EXERCISE TASK A: The THQ article below gives stock ticker symbols for several companies. List every ticker symbol in it.
□ □ □
THQ (NASDAQOTH:THQIQ) may be the next casualty of the three-year lull in the video game industry.
THQ revealed last night that its CFO was leaving the company as it steps up talks with a financial sponsor to explore potential funding alternatives.
The publisher best known for its Saints Row franchise, wrestling games, and the once-popular uDraw platform of drawing diversions has obviously felt the pinch of gamers gravitating to casual and social gaming.
If you think that Take-Two Interactive (NASDAQ:TTWO) has it bad between Grand Theft Auto releases -- or that Activision Blizzard (NASDAQ: ATVI) and Electronic Arts (NASDAQ:EA) have been frustrating investments as industry leaders -- they've got nothing on THQ on the way down.
THQ executed a 1-for-10 reverse split this summer just to keep its stock in compliance with Nasdaq listing requirements. Now it may need to go back to that well again, especially since any financing solution in these desperate times will surely be highly dilutive to today's shareholders as it brings the share price lower.
□ □ □
EXERCISE TASK B: Report every line of the entries below that contains the string "mount".
□ □ □
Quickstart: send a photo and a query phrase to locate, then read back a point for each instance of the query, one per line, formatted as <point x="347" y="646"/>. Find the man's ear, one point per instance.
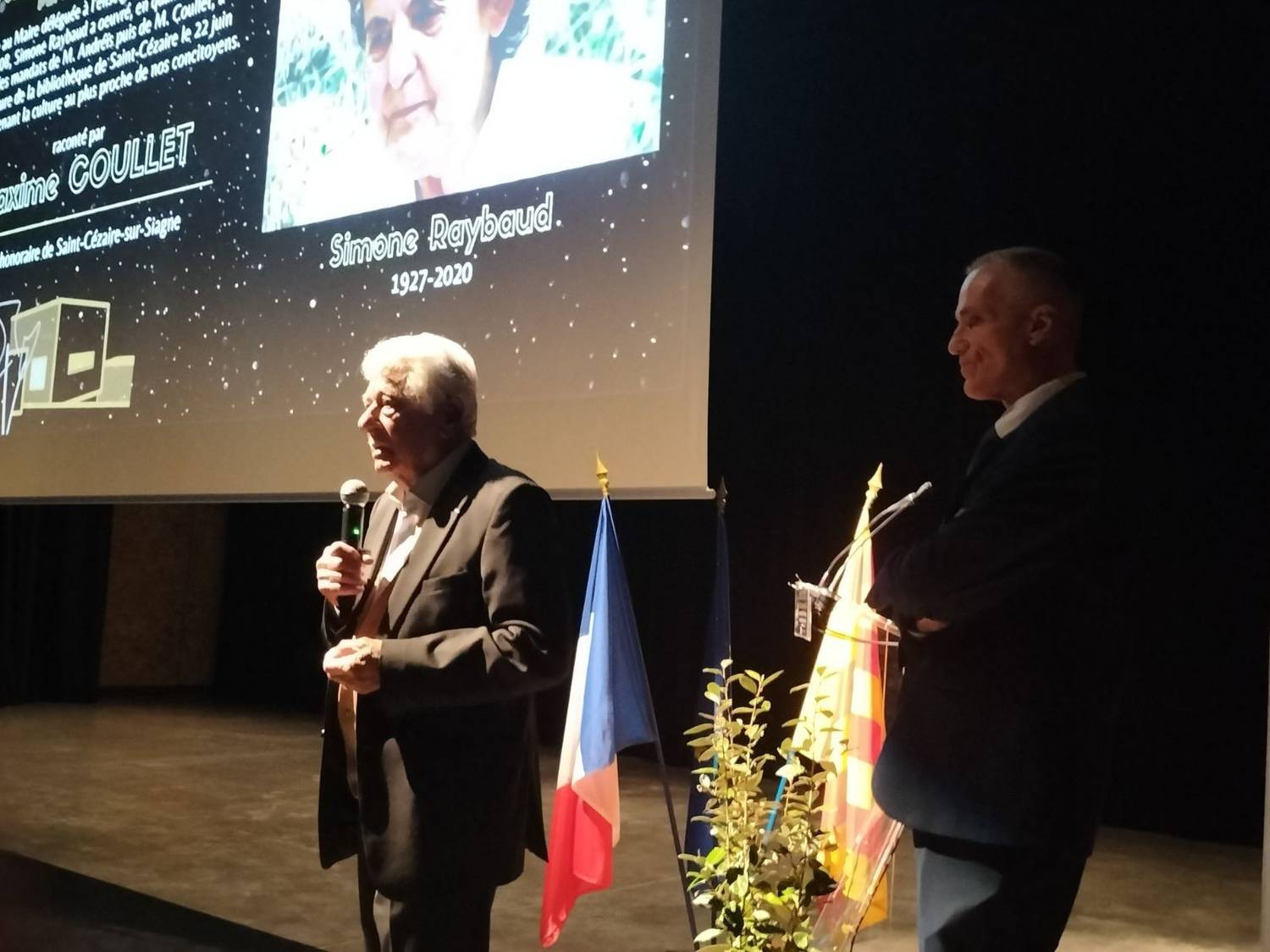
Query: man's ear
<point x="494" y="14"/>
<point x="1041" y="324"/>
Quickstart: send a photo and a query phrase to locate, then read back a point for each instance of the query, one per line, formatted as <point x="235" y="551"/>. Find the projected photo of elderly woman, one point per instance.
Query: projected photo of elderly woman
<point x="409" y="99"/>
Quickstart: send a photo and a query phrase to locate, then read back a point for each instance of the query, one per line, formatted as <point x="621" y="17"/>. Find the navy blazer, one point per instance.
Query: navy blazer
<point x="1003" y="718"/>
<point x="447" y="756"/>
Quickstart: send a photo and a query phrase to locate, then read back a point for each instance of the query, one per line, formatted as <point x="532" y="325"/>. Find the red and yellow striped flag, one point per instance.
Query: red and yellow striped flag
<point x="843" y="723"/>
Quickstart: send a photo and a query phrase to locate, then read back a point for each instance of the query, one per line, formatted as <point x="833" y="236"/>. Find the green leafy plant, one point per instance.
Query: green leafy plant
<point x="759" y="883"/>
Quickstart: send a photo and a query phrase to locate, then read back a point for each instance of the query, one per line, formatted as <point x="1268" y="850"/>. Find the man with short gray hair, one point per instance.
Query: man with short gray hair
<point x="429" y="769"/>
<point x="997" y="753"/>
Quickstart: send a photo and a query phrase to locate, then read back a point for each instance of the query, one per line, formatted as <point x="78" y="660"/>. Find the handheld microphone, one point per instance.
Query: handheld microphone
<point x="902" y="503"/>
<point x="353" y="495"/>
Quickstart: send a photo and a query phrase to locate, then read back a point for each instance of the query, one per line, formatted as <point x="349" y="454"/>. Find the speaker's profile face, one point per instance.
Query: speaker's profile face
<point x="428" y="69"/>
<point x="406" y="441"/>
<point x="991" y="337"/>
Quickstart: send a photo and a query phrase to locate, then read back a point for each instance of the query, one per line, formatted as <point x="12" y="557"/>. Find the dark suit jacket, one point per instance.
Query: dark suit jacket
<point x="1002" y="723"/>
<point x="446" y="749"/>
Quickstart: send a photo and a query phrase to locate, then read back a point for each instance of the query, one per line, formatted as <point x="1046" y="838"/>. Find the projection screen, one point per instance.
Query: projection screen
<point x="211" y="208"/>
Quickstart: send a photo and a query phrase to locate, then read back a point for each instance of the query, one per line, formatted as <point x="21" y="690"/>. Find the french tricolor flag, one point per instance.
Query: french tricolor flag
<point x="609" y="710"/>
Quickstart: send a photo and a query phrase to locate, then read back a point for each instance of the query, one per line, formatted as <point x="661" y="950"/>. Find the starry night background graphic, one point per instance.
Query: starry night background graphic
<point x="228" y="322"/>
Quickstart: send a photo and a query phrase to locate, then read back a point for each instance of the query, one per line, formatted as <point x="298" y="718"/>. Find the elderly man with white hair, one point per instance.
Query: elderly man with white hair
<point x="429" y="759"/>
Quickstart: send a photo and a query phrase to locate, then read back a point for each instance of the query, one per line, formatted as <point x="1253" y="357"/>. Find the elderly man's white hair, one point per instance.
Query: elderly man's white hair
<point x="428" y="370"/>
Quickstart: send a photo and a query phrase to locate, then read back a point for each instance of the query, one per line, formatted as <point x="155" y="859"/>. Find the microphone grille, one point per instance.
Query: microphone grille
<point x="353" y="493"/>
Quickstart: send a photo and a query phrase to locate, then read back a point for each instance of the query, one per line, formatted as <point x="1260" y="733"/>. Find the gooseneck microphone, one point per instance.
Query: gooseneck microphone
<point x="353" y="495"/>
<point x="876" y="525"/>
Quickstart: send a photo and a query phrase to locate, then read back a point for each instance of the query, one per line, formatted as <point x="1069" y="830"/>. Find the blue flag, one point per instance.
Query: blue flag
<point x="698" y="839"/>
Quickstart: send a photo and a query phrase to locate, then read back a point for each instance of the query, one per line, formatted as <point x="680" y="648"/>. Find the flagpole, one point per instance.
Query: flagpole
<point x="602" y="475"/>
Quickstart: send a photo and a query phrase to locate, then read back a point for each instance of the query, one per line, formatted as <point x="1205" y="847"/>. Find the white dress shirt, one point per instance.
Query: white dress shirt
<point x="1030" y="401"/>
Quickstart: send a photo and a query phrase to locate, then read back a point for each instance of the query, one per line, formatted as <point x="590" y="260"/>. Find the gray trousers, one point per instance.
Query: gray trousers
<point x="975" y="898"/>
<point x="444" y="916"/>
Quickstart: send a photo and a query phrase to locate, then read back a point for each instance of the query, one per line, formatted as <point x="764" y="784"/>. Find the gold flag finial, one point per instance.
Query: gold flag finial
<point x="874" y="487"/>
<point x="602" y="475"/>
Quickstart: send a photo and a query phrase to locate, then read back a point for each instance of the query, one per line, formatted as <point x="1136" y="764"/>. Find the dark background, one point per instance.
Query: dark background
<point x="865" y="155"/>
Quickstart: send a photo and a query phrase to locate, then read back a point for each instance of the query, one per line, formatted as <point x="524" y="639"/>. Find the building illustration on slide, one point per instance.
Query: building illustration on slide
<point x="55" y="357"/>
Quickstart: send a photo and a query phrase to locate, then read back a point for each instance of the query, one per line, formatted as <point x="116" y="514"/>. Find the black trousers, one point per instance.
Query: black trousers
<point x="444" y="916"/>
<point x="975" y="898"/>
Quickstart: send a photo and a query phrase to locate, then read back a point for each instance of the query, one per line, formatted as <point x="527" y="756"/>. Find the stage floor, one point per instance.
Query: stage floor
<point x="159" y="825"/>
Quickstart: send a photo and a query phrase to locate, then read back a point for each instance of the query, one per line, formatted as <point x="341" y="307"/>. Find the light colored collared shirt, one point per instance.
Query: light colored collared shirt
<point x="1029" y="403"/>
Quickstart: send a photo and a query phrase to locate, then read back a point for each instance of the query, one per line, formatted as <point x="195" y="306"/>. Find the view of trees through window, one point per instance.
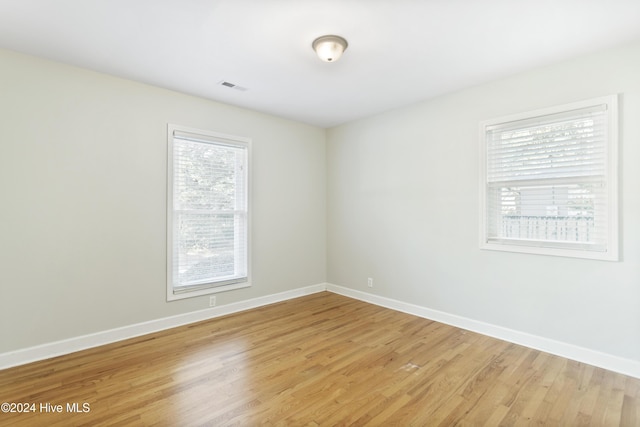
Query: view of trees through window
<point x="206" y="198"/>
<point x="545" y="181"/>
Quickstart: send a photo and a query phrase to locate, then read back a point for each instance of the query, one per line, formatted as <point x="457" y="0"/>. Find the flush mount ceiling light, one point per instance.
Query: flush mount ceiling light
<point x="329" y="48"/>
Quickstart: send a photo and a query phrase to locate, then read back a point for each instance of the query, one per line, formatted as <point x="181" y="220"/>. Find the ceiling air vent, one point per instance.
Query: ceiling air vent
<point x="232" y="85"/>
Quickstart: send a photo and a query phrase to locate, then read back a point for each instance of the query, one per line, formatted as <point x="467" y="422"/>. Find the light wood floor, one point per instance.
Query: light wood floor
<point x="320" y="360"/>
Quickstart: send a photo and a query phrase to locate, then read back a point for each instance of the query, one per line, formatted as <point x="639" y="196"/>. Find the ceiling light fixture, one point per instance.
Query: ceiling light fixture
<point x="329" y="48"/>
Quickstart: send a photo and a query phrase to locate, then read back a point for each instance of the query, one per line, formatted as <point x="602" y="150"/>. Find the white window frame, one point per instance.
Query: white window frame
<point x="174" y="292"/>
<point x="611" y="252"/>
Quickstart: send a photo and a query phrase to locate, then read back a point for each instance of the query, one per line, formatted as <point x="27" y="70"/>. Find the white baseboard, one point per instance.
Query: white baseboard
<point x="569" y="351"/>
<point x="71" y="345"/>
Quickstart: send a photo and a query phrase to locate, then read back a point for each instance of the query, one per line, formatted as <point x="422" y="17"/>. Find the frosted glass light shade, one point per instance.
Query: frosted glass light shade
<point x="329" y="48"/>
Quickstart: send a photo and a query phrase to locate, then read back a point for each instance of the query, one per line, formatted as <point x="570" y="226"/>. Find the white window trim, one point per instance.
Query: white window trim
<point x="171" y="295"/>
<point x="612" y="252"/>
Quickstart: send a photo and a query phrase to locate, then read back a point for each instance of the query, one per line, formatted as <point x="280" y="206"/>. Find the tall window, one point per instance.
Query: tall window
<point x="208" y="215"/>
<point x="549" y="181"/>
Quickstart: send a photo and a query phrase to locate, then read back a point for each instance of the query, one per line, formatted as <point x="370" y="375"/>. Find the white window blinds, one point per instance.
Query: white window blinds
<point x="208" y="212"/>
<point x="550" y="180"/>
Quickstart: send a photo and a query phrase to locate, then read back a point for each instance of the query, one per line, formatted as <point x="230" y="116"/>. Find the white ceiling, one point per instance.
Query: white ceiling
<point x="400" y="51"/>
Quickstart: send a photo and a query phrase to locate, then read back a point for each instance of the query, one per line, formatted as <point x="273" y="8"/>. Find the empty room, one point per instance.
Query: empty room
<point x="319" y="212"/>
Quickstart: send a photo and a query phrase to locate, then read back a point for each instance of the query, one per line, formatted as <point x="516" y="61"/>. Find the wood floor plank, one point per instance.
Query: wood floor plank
□ □ □
SOLUTION A: THQIQ, TTWO, ATVI, EA

SOLUTION B:
Quickstart: send a photo and a query phrase to locate, then read back a point for each instance of the query, one per line, formatted as <point x="457" y="0"/>. Find the flush mount ceiling light, one point per instance.
Query: flush mount ceiling light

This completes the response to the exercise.